What the task asks:
Copy out the rows starting at "Drop one marker on each instance of the tourist" and ending at "355], [146, 354]]", with "tourist" swapped for "visitor" and nothing else changed.

Material for the task:
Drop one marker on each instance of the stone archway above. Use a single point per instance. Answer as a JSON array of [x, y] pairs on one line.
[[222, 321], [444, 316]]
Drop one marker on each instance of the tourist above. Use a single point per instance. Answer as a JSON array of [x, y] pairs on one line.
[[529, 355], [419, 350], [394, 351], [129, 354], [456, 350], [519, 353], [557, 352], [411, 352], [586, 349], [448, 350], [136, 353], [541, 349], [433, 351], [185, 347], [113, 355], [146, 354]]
* * *
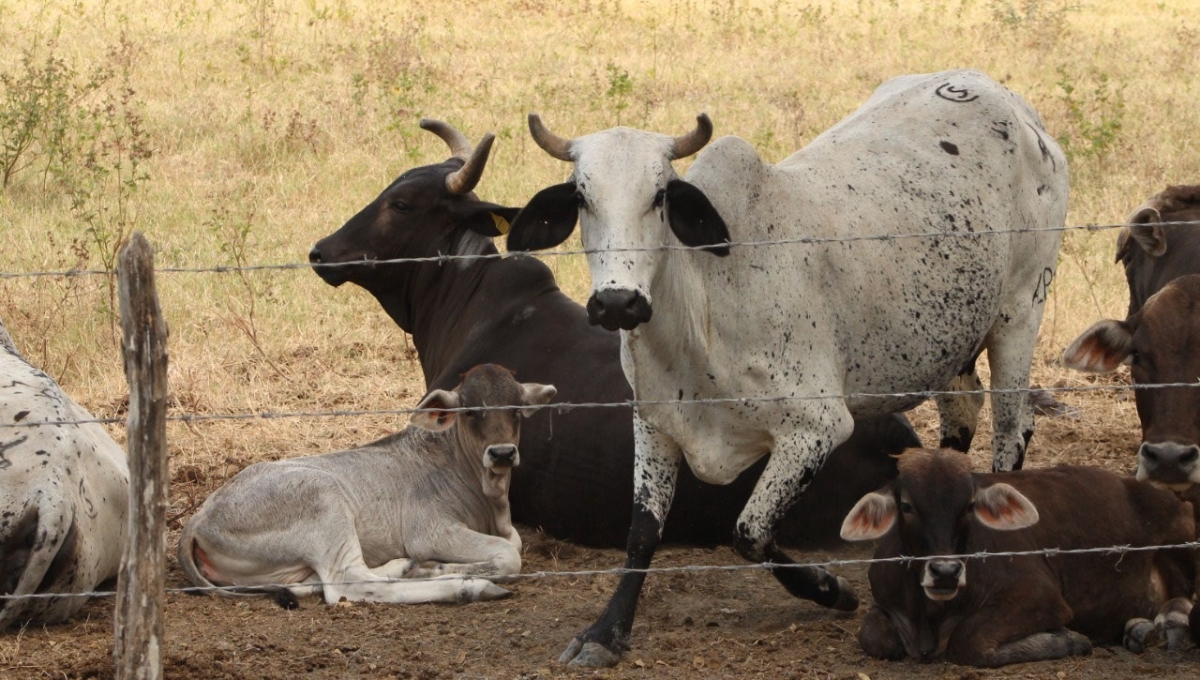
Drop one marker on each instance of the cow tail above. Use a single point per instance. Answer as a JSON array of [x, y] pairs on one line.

Result of this task:
Drop one marker on each instance of the visitor above. Use a single point per instance. Answer as a JSON array of [x, y] pairs on one line.
[[529, 355], [419, 350], [394, 351], [129, 354], [456, 350], [519, 353], [557, 352], [411, 352], [586, 349], [448, 350], [136, 353], [541, 349], [433, 351], [185, 347], [113, 355], [146, 354]]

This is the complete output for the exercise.